*Die Aufgabe*
Bearbeite im Text über den Papstrücktritt die Stelle von "Kirchenrechtler schlagen Regeln" bis "der Gruppe präsentiert.": Gib sie wieder und setze dabei "Expertengruppe" an die Stelle von "Arbeitsgruppe".

*Der Text*
..........

Kirchenrechtler schlagen Regeln für Papst-Rücktritt vor
Eine internationale Arbeitsgruppe von Kirchenrechtlern hat Vorschläge für die rechtliche Regelung von Papstrücktritten und Päpsten, die ihr Amt aus gesundheitlichen Gründen nicht mehr ausüben können, vorgelegt. In einem Gastbeitrag für das Kirchenblog "Settimo Cielo" der italienischen Zeitung "L'Espresso" erläuterte die Bologneser Professorin für Kirchenrecht Geraldina Boni am Dienstag, dass nach dem Rücktritt von Benedikt XVI. rechtliche Fragen zum Ende von Pontifikaten zu klären seien. Boni hatte in einem Artikel für die kanonistische Fachzeitschrift "Stato, Chiese e pluralismo confessionale" im Juli erste Ergebnisse der Arbeit der Gruppe präsentiert.
Insgesamt legte die Gruppe zwei Vorschläge für Änderungen des Kirchenrechts vor. So brauche es eine Regelung für die bereits jetzt im Kirchenrecht angesprochene "völlige Behinderung des römischen Bischofsstuhls". Bisher sieht das Kirchenrecht dazu lediglich vor, dass beim Ausfall der Handlungsfähigkeit eines Papstes "in der Leitung der Gesamtkirche nichts geändert werden" dürfe (can. 335 CIC). Der Fall, dass eine derartige Verhinderung dauerhaft und irreparabel vorliegt, etwa durch Demenz oder einen komatösen Zustand, sei nach Ansicht der Forschergruppe regelungsbedürftig. Zur Lösung schlägt sie vor, neben den bisher möglichen Gründen für ein Ende eines Pontifikats, nämlich Rücktritt oder Tod des Papstes, auch den Grund einer unumkehrbaren Unfähigkeit zur Amtsausübung einzuführen. Diese sei dann gegeben, wenn der Papst nicht einmal mehr zu einem willentlichen Rücktritt in der Lage wäre. Die Amtsunfähigkeit solle dabei durch ein Verfahren festgestellt werden, dass neben einer medizinischen Untersuchung auch die Feststellung durch eine qualifizierte Mehrheit des Kardinalskollegiums vorsieht. Als Herausforderung bezeichnet Boni dabei, die damit verbundenen ekklesiologischen Fragen zur Stellung des Papstes zu klären: Eine derartige Regelung berühre "grundlegende Eckpfeiler der kanonischen Ordnung", insbesondere den Grundsatz "prima sedes a nemine iudicatur" ("Niemand richtet über den ersten Stuhl"), der untrennbar mit dem Primat des Bischofs von Rom verbunden sei.

..........

*Vorliegende Einträge*
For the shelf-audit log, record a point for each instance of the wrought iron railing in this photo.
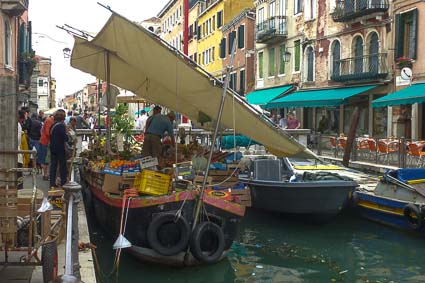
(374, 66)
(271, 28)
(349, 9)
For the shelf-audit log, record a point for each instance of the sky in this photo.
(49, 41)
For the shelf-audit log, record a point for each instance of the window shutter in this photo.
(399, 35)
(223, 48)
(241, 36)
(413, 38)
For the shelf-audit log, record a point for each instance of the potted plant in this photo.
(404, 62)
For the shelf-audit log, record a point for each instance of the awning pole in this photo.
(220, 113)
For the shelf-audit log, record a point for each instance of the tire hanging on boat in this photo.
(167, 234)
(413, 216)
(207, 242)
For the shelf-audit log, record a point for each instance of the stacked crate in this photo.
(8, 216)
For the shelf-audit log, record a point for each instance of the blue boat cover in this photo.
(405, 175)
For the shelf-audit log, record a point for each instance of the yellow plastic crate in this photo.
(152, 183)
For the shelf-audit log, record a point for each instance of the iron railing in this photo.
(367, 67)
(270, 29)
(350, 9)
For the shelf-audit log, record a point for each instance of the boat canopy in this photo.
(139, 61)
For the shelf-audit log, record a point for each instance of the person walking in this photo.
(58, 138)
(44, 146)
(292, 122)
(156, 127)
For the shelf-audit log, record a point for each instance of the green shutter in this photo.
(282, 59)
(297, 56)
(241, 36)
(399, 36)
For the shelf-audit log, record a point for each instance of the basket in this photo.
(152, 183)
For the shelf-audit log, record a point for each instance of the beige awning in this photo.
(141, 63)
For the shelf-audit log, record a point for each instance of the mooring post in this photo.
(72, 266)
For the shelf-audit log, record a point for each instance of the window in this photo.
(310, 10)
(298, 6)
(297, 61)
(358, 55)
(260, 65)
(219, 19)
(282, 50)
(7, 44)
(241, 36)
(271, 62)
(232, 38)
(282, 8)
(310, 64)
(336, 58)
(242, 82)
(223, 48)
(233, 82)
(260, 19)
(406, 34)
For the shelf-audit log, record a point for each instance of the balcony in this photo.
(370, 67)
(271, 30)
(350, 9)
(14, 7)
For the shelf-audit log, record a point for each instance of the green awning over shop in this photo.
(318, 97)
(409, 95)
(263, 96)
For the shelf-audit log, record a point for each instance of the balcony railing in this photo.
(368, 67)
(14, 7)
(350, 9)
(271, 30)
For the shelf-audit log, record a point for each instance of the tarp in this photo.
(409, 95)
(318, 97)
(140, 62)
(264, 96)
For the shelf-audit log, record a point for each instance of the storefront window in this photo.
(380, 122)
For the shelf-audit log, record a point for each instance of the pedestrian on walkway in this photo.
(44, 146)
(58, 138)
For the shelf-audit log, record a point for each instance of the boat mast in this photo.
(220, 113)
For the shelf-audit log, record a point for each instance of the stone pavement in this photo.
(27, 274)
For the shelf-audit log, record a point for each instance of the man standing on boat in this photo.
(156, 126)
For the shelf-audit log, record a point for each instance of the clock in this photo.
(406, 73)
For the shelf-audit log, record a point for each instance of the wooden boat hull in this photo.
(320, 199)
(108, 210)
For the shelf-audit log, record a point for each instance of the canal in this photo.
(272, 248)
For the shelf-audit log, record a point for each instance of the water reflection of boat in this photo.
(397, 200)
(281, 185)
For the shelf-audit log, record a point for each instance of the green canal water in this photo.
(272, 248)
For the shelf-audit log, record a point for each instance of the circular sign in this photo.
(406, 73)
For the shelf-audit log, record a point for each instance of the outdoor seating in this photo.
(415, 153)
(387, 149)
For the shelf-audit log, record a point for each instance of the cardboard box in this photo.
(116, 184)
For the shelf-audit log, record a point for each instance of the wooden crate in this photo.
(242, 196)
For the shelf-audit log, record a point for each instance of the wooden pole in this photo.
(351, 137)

..........

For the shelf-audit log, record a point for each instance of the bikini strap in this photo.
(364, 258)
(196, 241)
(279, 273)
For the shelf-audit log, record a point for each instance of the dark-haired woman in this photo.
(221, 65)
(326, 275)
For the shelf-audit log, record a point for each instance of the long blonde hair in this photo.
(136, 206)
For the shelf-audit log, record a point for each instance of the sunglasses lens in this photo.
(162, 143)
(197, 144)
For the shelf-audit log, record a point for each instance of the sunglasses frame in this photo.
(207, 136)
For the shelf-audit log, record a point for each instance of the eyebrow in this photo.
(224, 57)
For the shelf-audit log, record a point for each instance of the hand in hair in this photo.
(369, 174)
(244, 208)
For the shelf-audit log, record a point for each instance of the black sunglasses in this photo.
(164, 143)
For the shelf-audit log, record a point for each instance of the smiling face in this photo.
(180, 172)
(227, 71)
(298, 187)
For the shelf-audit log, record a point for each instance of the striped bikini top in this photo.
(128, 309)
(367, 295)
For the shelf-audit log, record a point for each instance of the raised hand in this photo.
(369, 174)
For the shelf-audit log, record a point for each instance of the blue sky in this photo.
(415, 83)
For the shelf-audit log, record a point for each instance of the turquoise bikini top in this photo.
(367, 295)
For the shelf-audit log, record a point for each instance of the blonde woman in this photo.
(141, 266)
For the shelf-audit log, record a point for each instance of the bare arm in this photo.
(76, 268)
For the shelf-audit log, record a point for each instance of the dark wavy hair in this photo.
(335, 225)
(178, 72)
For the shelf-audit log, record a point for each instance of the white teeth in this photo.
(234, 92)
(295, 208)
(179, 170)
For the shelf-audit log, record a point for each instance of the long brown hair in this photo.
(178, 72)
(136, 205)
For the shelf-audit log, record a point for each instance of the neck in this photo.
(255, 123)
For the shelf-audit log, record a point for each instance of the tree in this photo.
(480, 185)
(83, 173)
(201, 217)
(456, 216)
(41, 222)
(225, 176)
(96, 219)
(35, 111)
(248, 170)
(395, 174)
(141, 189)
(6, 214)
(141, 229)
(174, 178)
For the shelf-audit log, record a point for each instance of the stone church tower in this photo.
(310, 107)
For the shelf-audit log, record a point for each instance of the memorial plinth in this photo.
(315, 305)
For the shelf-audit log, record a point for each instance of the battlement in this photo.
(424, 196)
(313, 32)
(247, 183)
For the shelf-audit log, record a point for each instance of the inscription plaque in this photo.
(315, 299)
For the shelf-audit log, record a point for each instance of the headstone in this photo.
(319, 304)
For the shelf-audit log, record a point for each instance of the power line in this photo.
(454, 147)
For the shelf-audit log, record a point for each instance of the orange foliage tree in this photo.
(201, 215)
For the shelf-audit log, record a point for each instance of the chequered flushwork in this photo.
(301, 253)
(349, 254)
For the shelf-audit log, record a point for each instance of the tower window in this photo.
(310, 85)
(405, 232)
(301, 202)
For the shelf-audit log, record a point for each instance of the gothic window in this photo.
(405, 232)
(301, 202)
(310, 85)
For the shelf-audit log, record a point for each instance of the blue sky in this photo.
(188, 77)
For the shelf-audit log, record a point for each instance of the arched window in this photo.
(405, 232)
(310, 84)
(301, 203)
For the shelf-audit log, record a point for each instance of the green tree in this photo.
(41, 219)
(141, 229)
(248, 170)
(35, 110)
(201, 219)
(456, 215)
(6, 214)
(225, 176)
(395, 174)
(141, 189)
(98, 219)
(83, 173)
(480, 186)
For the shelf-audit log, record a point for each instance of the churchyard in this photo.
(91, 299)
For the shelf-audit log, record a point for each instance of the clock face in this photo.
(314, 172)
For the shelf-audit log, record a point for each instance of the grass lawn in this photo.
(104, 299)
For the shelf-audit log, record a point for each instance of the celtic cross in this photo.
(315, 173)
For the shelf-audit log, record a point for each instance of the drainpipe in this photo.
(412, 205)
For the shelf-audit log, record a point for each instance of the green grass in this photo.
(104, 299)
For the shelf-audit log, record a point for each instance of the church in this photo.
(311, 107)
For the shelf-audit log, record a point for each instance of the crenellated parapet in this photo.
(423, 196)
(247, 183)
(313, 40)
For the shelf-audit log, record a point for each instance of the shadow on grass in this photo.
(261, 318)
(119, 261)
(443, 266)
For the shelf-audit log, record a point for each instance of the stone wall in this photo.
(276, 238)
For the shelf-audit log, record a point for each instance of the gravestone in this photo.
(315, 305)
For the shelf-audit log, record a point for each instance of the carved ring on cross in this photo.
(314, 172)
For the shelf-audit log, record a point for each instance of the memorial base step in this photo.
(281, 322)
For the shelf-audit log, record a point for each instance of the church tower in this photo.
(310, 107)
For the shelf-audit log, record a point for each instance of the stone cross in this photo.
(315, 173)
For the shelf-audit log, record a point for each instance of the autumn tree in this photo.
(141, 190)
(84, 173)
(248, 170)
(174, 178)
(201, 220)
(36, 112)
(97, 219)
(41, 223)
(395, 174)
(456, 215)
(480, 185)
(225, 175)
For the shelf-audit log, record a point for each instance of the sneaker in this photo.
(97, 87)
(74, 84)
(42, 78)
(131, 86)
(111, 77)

..........

*Die Lösung*
Kirchenrechtler schlagen Regeln für Papst-Rücktritt vor
Eine internationale Expertengruppe von Kirchenrechtlern hat Vorschläge für die rechtliche Regelung von Papstrücktritten und Päpsten, die ihr Amt aus gesundheitlichen Gründen nicht mehr ausüben können, vorgelegt. In einem Gastbeitrag für das Kirchenblog "Settimo Cielo" der italienischen Zeitung "L'Espresso" erläuterte die Bologneser Professorin für Kirchenrecht Geraldina Boni am Dienstag, dass nach dem Rücktritt von Benedikt XVI. rechtliche Fragen zum Ende von Pontifikaten zu klären seien. Boni hatte in einem Artikel für die kanonistische Fachzeitschrift "Stato, Chiese e pluralismo confessionale" im Juli erste Ergebnisse der Arbeit der Gruppe präsentiert.